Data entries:
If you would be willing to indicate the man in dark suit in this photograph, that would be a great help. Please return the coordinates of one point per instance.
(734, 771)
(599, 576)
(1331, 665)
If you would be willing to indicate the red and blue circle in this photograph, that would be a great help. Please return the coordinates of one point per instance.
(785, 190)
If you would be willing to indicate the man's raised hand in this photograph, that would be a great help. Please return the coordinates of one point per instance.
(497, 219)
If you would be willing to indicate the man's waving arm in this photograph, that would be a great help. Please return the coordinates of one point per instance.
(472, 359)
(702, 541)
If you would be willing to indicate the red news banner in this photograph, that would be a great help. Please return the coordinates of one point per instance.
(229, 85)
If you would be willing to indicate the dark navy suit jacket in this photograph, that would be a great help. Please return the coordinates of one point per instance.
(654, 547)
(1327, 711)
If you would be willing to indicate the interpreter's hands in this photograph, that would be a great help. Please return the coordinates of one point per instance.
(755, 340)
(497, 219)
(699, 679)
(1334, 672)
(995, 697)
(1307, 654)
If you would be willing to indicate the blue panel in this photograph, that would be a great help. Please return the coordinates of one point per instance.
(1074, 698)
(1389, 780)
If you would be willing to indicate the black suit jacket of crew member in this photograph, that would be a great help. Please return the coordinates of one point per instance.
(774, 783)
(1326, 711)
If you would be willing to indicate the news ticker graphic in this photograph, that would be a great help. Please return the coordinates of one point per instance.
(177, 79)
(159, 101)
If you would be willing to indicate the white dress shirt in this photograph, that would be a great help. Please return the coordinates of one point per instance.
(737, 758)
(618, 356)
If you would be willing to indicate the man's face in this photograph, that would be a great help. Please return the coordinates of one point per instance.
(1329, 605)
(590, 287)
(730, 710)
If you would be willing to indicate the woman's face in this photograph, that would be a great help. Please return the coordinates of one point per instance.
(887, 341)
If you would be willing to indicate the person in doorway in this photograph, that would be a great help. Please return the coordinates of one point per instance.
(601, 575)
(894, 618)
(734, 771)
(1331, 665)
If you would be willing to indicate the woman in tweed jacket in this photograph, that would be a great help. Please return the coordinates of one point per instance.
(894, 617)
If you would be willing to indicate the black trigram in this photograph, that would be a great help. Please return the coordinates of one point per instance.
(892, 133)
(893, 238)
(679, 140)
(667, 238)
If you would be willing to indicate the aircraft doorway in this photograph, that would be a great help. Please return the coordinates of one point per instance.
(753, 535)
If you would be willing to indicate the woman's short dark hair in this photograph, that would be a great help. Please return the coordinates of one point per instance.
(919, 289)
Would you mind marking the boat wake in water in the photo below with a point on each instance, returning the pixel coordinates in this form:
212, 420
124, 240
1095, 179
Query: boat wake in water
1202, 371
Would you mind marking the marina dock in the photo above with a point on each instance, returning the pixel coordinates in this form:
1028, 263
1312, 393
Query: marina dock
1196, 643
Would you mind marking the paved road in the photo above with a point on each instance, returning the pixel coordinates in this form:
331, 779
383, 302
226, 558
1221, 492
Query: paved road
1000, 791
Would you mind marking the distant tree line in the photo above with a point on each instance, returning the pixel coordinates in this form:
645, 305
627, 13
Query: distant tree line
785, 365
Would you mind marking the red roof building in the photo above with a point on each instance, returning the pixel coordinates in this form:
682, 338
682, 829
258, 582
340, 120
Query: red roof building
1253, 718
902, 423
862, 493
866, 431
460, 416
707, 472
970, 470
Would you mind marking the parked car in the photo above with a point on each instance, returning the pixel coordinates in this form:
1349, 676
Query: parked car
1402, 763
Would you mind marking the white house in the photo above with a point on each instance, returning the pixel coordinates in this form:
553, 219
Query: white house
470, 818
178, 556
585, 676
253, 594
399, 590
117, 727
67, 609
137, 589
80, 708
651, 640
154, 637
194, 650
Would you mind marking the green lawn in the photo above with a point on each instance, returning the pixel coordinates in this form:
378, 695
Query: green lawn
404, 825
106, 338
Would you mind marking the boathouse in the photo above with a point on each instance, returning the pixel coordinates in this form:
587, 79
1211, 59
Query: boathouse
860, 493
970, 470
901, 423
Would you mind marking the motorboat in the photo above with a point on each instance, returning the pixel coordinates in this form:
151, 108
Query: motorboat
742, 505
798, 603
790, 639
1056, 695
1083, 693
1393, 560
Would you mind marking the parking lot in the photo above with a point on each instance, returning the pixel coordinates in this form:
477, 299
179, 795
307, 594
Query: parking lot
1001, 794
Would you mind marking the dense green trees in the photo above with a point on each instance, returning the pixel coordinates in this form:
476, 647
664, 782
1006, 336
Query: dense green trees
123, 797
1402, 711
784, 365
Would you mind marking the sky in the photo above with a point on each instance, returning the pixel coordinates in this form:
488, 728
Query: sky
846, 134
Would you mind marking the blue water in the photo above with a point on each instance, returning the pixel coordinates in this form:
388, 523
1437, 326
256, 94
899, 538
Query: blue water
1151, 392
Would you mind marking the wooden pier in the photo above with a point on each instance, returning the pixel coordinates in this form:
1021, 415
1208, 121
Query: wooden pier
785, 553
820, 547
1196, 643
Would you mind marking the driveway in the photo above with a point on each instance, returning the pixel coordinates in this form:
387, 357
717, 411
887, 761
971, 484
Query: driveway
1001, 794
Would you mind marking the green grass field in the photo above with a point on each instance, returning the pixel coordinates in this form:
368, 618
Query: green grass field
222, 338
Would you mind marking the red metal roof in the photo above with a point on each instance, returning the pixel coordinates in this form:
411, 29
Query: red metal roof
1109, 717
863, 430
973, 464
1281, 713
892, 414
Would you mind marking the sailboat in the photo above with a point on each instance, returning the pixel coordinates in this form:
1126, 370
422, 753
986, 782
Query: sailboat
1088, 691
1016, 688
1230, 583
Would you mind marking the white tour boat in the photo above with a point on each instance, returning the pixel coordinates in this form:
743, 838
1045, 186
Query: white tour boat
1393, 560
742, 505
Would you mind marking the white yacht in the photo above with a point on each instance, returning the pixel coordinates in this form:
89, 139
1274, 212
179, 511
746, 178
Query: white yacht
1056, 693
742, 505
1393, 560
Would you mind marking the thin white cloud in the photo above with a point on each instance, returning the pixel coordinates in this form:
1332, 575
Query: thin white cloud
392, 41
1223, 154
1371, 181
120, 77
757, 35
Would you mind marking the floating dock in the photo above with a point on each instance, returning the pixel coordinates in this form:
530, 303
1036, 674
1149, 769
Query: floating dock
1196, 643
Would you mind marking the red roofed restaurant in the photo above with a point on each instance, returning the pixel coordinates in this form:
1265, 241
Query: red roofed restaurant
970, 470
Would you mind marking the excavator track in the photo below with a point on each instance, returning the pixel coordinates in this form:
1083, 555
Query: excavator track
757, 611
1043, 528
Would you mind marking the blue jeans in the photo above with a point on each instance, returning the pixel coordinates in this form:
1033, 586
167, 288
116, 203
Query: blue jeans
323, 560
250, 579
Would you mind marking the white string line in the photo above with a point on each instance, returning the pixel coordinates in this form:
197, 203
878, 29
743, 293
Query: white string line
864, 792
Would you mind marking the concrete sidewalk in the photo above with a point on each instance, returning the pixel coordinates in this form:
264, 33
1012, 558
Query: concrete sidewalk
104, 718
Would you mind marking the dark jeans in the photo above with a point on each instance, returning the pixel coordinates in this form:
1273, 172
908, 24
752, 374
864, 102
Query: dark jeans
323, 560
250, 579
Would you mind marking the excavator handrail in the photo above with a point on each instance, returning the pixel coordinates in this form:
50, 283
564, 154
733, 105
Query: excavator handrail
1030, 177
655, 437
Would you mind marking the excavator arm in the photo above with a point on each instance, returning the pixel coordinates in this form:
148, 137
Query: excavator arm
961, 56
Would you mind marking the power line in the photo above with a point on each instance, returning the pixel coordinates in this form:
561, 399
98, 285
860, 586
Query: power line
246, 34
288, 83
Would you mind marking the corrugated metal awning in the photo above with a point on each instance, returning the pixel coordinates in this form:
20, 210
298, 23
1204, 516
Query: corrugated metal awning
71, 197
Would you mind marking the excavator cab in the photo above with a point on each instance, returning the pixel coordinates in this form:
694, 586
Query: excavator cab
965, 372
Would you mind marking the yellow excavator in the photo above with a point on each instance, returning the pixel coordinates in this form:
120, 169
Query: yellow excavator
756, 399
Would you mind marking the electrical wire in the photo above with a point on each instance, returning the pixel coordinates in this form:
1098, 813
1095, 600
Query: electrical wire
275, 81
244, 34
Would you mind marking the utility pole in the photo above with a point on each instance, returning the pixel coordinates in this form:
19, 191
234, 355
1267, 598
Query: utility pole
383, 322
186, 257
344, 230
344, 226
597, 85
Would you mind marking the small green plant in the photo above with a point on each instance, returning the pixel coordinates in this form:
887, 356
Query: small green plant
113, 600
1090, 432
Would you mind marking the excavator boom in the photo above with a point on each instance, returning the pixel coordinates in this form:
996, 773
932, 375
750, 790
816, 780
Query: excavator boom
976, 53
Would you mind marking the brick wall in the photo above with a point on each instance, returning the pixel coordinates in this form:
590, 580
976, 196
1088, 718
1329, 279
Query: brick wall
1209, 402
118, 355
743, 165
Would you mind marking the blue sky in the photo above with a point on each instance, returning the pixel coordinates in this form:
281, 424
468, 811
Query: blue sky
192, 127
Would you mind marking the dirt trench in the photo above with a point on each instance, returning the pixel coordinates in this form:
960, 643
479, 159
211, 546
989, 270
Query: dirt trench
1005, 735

Required task: Format the data as a numbered list, starting at the line that has "If you would be willing to indicate the black suit" and ending after the line that has "(1326, 711)". Omit any blank lines.

Result of this exercise:
1. If you would be willing to indicate the black suit jacket of crew member in this photograph, that would be a great help. Please return the coordinates of one point per instance.
2. (774, 783)
3. (1326, 711)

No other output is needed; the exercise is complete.